===== EXERCISE MATERIALS
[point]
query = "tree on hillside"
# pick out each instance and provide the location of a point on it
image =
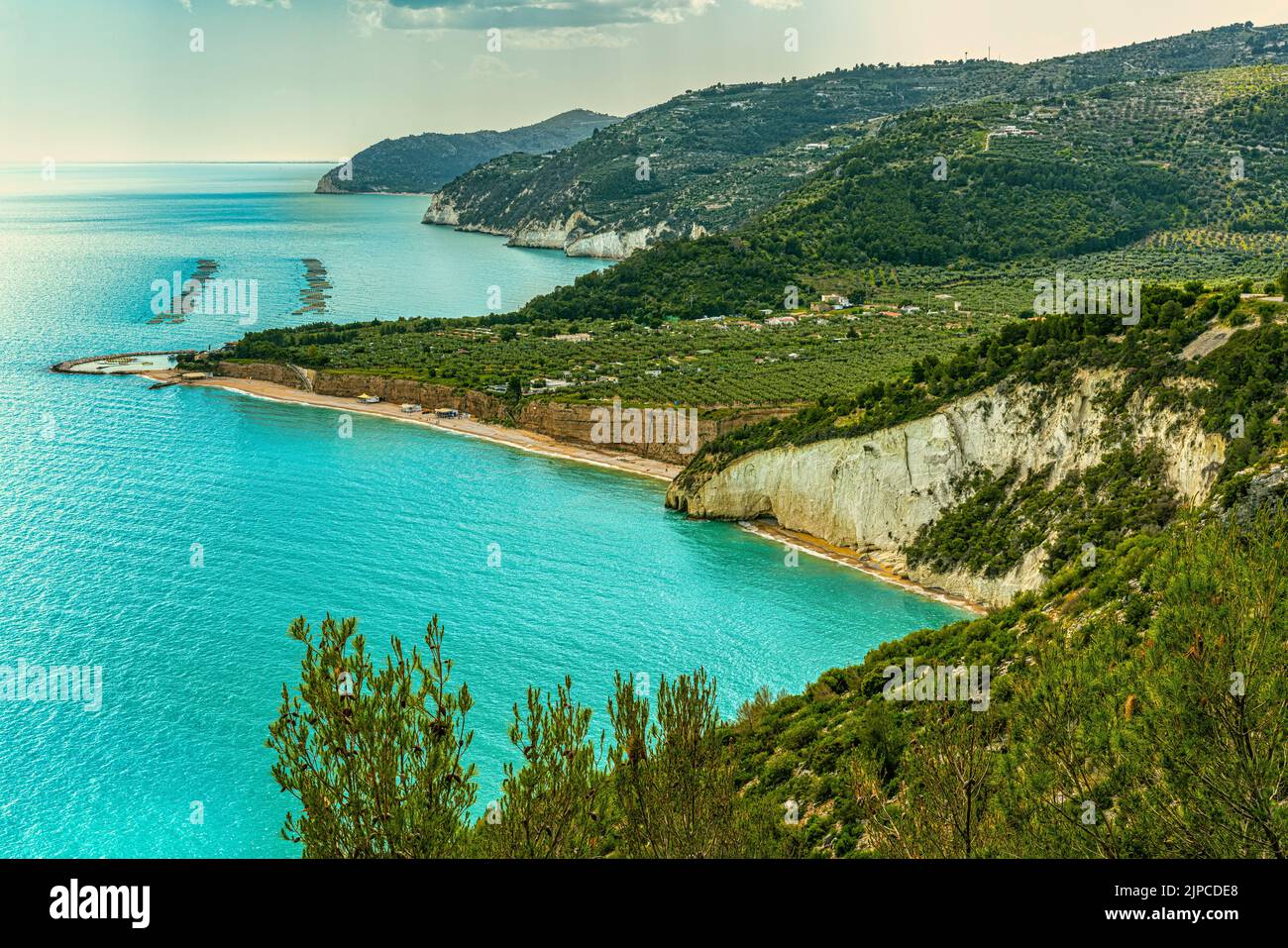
(374, 758)
(553, 805)
(674, 779)
(1216, 695)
==========
§ **OBJECTIVE**:
Write out each line of the material above without changing anything, and leave out the picture.

§ **RESPONSE**:
[point]
query = "tree on hillside"
# pick out each instance and provide the location of a point on it
image =
(374, 758)
(553, 805)
(674, 779)
(1216, 695)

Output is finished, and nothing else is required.